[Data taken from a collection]
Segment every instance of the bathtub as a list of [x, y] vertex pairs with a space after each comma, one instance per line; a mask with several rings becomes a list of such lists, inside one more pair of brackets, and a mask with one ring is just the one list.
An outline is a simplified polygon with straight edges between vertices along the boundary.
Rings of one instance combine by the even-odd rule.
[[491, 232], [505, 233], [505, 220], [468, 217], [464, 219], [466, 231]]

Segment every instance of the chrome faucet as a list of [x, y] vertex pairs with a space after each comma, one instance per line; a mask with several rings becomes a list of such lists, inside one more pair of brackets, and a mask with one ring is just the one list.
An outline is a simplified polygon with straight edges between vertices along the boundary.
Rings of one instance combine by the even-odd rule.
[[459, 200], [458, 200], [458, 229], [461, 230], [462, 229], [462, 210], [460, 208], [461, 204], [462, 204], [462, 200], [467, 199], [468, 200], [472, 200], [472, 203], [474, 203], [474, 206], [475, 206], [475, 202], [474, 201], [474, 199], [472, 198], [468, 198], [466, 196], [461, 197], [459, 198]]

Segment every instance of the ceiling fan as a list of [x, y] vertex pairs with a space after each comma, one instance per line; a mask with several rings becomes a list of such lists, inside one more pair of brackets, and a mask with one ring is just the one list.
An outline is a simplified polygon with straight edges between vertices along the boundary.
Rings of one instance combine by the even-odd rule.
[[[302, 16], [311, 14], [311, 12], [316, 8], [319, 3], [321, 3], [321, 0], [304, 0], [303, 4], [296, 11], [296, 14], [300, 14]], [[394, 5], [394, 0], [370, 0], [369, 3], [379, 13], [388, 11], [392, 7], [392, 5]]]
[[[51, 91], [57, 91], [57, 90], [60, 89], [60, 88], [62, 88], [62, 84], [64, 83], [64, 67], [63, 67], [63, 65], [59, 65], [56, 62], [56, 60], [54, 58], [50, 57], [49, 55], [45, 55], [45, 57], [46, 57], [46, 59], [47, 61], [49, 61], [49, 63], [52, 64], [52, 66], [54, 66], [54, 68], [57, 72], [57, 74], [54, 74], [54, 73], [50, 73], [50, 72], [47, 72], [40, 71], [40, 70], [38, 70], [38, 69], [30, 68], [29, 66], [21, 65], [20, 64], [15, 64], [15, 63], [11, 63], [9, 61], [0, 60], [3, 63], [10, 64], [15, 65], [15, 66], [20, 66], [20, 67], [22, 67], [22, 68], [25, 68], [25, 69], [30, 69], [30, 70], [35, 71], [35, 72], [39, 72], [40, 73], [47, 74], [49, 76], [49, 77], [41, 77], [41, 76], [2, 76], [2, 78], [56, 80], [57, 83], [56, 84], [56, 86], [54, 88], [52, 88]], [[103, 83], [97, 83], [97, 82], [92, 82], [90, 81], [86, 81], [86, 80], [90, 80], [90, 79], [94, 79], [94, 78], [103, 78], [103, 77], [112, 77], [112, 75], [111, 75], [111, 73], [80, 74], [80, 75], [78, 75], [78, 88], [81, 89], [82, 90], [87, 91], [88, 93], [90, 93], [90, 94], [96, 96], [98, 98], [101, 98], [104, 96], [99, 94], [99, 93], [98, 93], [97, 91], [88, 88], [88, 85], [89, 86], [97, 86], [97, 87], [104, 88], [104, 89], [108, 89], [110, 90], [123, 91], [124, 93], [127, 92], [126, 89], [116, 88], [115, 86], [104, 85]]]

## What to do
Set down all of the lines above word for word, changing nothing.

## Written solution
Segment every instance of the bathtub as a list of [x, y] vertex pairs with a space after each comma, one instance per line; a mask with several rings becomes a list of such lists, inside one more pair of brackets, and a mask with one ring is just the one list.
An outline is a simplified polygon with straight edges between vertices along the boundary.
Rings of one instance combine by the even-odd rule.
[[491, 232], [505, 233], [505, 220], [468, 217], [464, 219], [466, 231]]

Segment every instance of the chrome faucet as a list of [x, y] vertex pairs with a space after each comma, one instance per line; a mask with several rings becomes a list of such lists, inside one more pair of brackets, and a mask with one ring is just the one list.
An outline is a simplified polygon with straight edges between vertices along the boundary.
Rings of one instance combine by the even-odd rule.
[[459, 200], [458, 200], [458, 229], [461, 230], [462, 229], [462, 210], [460, 208], [461, 204], [462, 204], [462, 200], [467, 199], [468, 200], [472, 200], [472, 203], [474, 203], [474, 206], [475, 206], [475, 202], [474, 201], [474, 199], [472, 198], [468, 198], [466, 196], [461, 197], [459, 198]]

Segment every instance of the ceiling fan as a list of [x, y] vertex pairs with a space after each comma, one instance per line; a mask with several rings becomes a list of such lists, inside one more pair of brackets, and a mask with one ring is just the one list.
An outline is a simplified polygon with straight edges between vertices along the boundary.
Rings of one instance combine by the even-odd rule.
[[[302, 16], [311, 14], [311, 12], [316, 8], [319, 3], [321, 3], [321, 0], [304, 0], [303, 4], [296, 11], [296, 14], [300, 14]], [[394, 5], [394, 0], [370, 0], [369, 3], [379, 13], [388, 11], [392, 7], [392, 5]]]
[[[51, 91], [57, 91], [57, 90], [60, 89], [60, 88], [62, 88], [62, 84], [64, 83], [64, 67], [63, 67], [63, 65], [59, 65], [56, 62], [56, 60], [54, 58], [50, 57], [49, 55], [45, 55], [45, 57], [46, 57], [46, 59], [47, 61], [49, 61], [49, 63], [52, 64], [52, 66], [54, 66], [54, 68], [57, 72], [57, 74], [54, 74], [54, 73], [50, 73], [50, 72], [47, 72], [40, 71], [40, 70], [38, 70], [38, 69], [30, 68], [29, 66], [21, 65], [20, 64], [15, 64], [15, 63], [11, 63], [9, 61], [0, 60], [3, 63], [10, 64], [15, 65], [15, 66], [20, 66], [20, 67], [22, 67], [22, 68], [25, 68], [25, 69], [30, 69], [30, 70], [35, 71], [35, 72], [39, 72], [40, 73], [47, 74], [49, 76], [49, 77], [41, 77], [41, 76], [2, 76], [2, 78], [56, 80], [57, 83], [56, 84], [56, 86], [54, 88], [52, 88]], [[103, 83], [97, 83], [97, 82], [92, 82], [90, 81], [86, 81], [86, 80], [90, 80], [90, 79], [94, 79], [94, 78], [103, 78], [103, 77], [112, 77], [112, 75], [111, 75], [111, 73], [80, 74], [80, 75], [78, 75], [78, 88], [81, 89], [82, 90], [87, 91], [88, 93], [90, 93], [90, 94], [96, 96], [98, 98], [101, 98], [104, 96], [99, 94], [99, 93], [98, 93], [97, 91], [88, 88], [88, 85], [89, 86], [97, 86], [97, 87], [104, 88], [104, 89], [108, 89], [110, 90], [123, 91], [124, 93], [127, 92], [126, 89], [116, 88], [115, 86], [104, 85]]]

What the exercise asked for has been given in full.